Directions for this task
Please put everything from the start of the items down to the line containing "point(739, 442)", both ends included, into a Markdown table with the columns Row and Text. Leave out blank lines.

BEGIN Material provided

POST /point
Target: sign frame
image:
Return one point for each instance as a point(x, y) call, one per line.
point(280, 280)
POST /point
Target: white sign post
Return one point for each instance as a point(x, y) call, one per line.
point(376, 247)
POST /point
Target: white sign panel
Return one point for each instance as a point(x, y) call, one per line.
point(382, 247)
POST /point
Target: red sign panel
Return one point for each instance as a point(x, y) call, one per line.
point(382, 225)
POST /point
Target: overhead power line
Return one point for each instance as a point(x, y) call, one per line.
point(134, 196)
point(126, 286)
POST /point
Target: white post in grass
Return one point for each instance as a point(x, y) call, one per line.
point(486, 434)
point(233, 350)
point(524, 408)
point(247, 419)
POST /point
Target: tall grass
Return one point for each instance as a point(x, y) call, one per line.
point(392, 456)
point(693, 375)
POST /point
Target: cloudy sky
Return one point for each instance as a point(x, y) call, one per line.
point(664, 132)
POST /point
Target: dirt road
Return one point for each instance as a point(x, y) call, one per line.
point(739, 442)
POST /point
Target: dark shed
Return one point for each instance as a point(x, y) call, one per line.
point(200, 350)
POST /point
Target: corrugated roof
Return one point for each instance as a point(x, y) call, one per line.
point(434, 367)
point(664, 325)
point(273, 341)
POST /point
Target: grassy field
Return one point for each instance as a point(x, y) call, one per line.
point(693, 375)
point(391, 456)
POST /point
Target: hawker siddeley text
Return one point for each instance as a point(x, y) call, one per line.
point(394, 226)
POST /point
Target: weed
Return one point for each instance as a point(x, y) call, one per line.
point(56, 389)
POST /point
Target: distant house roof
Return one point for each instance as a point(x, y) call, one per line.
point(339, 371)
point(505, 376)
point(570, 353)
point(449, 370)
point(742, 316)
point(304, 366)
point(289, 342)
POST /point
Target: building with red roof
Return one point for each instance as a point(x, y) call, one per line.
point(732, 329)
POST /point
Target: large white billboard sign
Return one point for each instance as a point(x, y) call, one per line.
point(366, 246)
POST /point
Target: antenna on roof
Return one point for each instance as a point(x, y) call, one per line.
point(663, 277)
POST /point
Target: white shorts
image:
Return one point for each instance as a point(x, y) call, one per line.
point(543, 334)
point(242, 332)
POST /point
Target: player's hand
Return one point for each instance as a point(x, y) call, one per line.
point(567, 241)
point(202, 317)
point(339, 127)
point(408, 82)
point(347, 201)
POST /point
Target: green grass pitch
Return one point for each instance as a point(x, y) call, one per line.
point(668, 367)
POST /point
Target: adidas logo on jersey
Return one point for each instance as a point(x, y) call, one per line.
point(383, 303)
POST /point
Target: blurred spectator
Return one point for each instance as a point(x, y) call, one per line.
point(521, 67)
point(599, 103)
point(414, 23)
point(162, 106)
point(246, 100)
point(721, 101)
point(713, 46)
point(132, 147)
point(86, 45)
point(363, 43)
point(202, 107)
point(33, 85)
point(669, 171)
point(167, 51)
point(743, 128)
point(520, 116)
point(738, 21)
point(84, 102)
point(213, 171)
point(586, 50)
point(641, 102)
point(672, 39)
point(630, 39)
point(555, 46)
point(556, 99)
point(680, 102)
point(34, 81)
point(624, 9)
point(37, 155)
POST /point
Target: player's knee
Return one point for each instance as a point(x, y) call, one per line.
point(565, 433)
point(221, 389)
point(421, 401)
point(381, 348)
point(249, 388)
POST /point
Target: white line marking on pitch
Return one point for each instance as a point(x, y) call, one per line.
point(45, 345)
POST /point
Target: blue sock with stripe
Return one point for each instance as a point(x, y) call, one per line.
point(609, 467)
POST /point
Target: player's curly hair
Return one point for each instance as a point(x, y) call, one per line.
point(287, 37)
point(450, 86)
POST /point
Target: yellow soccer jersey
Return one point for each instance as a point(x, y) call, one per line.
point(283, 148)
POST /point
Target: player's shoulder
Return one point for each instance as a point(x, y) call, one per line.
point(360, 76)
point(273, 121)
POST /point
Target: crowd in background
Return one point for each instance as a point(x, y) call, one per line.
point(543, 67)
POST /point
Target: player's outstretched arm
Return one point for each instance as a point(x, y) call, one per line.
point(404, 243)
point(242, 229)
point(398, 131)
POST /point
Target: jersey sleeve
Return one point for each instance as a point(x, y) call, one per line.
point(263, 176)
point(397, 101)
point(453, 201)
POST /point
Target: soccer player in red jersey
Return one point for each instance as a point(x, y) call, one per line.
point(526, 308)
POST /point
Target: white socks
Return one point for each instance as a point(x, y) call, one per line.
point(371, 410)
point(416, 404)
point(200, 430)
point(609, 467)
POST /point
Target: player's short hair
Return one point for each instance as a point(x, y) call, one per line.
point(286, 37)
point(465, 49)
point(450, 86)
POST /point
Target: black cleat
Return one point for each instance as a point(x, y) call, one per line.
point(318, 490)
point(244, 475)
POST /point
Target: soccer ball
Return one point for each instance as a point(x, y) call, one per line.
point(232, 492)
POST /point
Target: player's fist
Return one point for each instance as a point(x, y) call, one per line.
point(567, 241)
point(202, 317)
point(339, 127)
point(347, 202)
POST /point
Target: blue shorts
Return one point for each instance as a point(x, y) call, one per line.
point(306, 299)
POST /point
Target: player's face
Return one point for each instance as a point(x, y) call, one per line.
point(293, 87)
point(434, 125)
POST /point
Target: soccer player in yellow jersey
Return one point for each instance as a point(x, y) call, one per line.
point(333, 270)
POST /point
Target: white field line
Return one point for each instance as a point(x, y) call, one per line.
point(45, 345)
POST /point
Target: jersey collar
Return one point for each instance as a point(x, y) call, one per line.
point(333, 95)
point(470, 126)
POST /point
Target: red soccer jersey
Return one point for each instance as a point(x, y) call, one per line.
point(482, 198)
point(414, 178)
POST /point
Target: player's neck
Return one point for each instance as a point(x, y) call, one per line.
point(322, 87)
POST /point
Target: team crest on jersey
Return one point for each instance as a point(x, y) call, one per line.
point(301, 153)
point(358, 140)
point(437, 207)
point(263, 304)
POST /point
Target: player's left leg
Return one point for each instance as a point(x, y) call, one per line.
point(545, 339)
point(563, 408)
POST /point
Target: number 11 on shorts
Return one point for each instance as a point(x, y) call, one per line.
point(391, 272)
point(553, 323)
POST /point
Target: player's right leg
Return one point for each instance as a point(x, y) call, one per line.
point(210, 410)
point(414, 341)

END Material provided

Full response
| Row | Text |
|---|---|
| 1 | POST /point |
| 2 | Target: sign frame |
| 3 | image: |
| 4 | Return one point for each instance as a point(x, y) call, one per line. |
| 5 | point(280, 280) |
| 6 | POST /point |
| 7 | Target: white sign post |
| 8 | Return one point for each instance as a point(x, y) call, one per line. |
| 9 | point(376, 247) |
| 10 | POST /point |
| 11 | Target: white sign panel |
| 12 | Return one point for each instance as a point(x, y) call, one per line. |
| 13 | point(382, 247) |
| 14 | POST /point |
| 15 | Target: red sign panel |
| 16 | Return one point for each instance as a point(x, y) call, one per line. |
| 17 | point(382, 225) |
| 18 | POST /point |
| 19 | Target: overhead power line |
| 20 | Return one point for each instance as a point(x, y) call, one per line. |
| 21 | point(134, 196) |
| 22 | point(126, 286) |
| 23 | POST /point |
| 24 | Target: white post in grass |
| 25 | Return one point for each instance as a point(x, y) call, one per line. |
| 26 | point(486, 434) |
| 27 | point(233, 350) |
| 28 | point(524, 408) |
| 29 | point(247, 419) |
| 30 | POST /point |
| 31 | Target: tall grass |
| 32 | Return one point for each instance as a point(x, y) call, one per line. |
| 33 | point(392, 456) |
| 34 | point(693, 375) |
| 35 | POST /point |
| 36 | Target: cloudy sky |
| 37 | Return one point for each instance as a point(x, y) call, one per line. |
| 38 | point(664, 132) |
| 39 | POST /point |
| 40 | Target: dirt road |
| 41 | Return one point for each instance as a point(x, y) call, one per line. |
| 42 | point(739, 442) |